## Exercise requirements
Continue the blog post below about human domination of the biosphere from the point where it stops.

## Text shown

========

The authors go on to say, “Living biomass is the energy capital that runs the biosphere and supports the human population and economy. There is an urgent need not only to halt the depletion of this biological capital, but to move as rapidly as possible toward an approximate equilibrium between [photosynthesis] and respiration. There is simply no reserve tank of biomass for plant Earth. The laws of thermodynamics have no mercy. Equilibrium is inhospitable, sterile, and final . . . the laws of thermodynamics offer little room for negotiation.”
I started this post by noting that I ran across the Schrmaski paper at the Finite World site. One of the commenters there, Fast Eddy, showed the following picture and said, “If that paper is correct… this is the future”.
The above sub-title comes from Voltaire’s book Candide, a work that I have referred to in previous posts. His satirical writing can be seen as a work of optimism in spite of all the bad things that take place. Therefore, where possible, I will end these posts with a few words of optimism.
After reading and thinking about the paper Human domination of the biosphere I can think of little to be optimistic about. We will have to drastically cut back on our energy consumption and on our depletion of phytomass. We need to reduce our energy consumption so that it is no more than what trickles down to us from the sun and is then converted to living plant and animal material. But, based on what we see around us, it would appear that the chances of us doing so voluntarily are slim indeed.

========

(Referring expression data)
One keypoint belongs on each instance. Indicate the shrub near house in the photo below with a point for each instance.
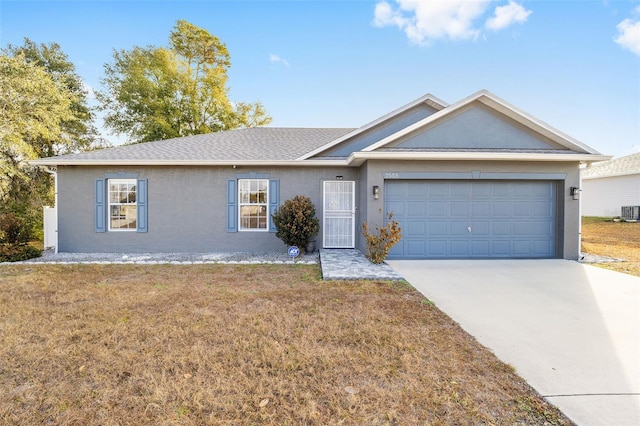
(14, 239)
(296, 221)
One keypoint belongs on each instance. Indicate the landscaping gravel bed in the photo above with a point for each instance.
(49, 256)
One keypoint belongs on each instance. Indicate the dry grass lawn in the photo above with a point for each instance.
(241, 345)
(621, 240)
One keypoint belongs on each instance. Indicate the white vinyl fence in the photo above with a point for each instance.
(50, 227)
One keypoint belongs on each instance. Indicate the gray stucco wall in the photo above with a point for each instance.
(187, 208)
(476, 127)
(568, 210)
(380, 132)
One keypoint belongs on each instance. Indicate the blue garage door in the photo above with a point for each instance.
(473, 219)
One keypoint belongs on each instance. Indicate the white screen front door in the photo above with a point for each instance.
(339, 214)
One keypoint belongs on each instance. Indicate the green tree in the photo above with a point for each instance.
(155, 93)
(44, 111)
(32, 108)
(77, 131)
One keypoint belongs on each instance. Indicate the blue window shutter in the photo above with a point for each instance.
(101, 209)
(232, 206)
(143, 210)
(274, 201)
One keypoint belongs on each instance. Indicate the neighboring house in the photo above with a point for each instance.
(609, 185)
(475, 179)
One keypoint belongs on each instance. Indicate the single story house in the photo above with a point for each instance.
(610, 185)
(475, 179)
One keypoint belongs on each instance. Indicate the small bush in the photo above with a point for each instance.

========

## Response area
This line of thought takes us inexorably back to Voltaire’s Il faut cultiver notre jardin. Live simply, grow your own food and hope for the best. But there is one other conclusion that can be drawn from the above line of reasoning. Maintaining the world’s vegetative cover and diversity of plant and animal life is not just something we ought to do — it is something that is vital to our existence.
About the Author
Ian Sutton is a chemical engineer with over 30 years of design and operating experience in the process industries. He provides services in all areas of process design, plant operations and process safety management — both onshore and offshore. He provides consulting services to senior management on the implementation, effectiveness and cost of process safety and risk management programs. His clients include companies in oil and gas production and refining, pipelines, chemicals, minerals processing, and food production.
You can follow along with Ian’s thoughts and musing on process safety at his personal blog, The PSM Report here.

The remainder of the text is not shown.